- Stated problem:
Rewrite the rows below, changing each "on its own line" to "on a separate line" and leaving everything else as it is.

- Records provided:

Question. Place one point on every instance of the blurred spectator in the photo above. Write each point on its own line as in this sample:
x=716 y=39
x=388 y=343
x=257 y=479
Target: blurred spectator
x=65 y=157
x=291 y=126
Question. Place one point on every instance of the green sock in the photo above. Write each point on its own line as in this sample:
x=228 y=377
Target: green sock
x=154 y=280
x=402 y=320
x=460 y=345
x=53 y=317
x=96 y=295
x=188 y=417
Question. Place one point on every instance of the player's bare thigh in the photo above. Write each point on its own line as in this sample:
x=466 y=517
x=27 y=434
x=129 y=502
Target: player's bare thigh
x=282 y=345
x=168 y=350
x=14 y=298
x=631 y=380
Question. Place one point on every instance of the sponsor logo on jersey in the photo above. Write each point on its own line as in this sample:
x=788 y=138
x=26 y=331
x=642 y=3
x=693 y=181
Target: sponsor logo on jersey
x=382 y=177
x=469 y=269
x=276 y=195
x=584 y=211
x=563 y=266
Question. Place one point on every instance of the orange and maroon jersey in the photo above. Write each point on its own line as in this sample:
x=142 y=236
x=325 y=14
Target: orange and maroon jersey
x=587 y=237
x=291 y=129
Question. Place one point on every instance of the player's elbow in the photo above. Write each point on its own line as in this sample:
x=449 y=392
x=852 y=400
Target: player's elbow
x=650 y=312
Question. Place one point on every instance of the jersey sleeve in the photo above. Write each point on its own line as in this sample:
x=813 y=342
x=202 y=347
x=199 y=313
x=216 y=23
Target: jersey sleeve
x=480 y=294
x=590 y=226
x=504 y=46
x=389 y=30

- Exercise result:
Question. Place one point on every instance of the blurred spectator in the photo above. Write each point on a separate line as in this sample:
x=716 y=39
x=388 y=343
x=257 y=479
Target: blurred spectator
x=65 y=157
x=291 y=126
Question. Place one point on every instance of the green sock in the photo above. Write each point on a separate line as in this sample:
x=228 y=377
Target: green sock
x=154 y=280
x=402 y=320
x=460 y=345
x=53 y=317
x=96 y=295
x=188 y=417
Question. Place one point on every instance of the player's bare thigh in the photo above. Write each point on a separate line as in this sample:
x=466 y=517
x=27 y=434
x=129 y=502
Target: player's bare thigh
x=282 y=345
x=168 y=350
x=14 y=298
x=631 y=380
Question. Place one point on every instance of the sponsor logo on jersey in the photo above. Write each point on a separate line as in this sample:
x=788 y=138
x=26 y=331
x=642 y=3
x=693 y=181
Target: sponsor logo on jersey
x=382 y=177
x=469 y=269
x=276 y=195
x=584 y=211
x=563 y=266
Question. Place one point on every instance of the orange and maroon jersey in the photo above. Write each point on a separate line as in this sample:
x=142 y=236
x=325 y=14
Target: orange and maroon jersey
x=587 y=237
x=291 y=129
Question. Place one point on every instance of the player's elbow in the photo above. Write each point on a separate line as in this sample:
x=449 y=392
x=852 y=400
Target: player's elbow
x=650 y=312
Question. Place one point on every instance of the jersey sleeve in the photo above. Write each point on a separate line as in this sample:
x=813 y=342
x=202 y=347
x=199 y=313
x=216 y=23
Target: jersey sleeve
x=480 y=294
x=590 y=226
x=504 y=46
x=389 y=30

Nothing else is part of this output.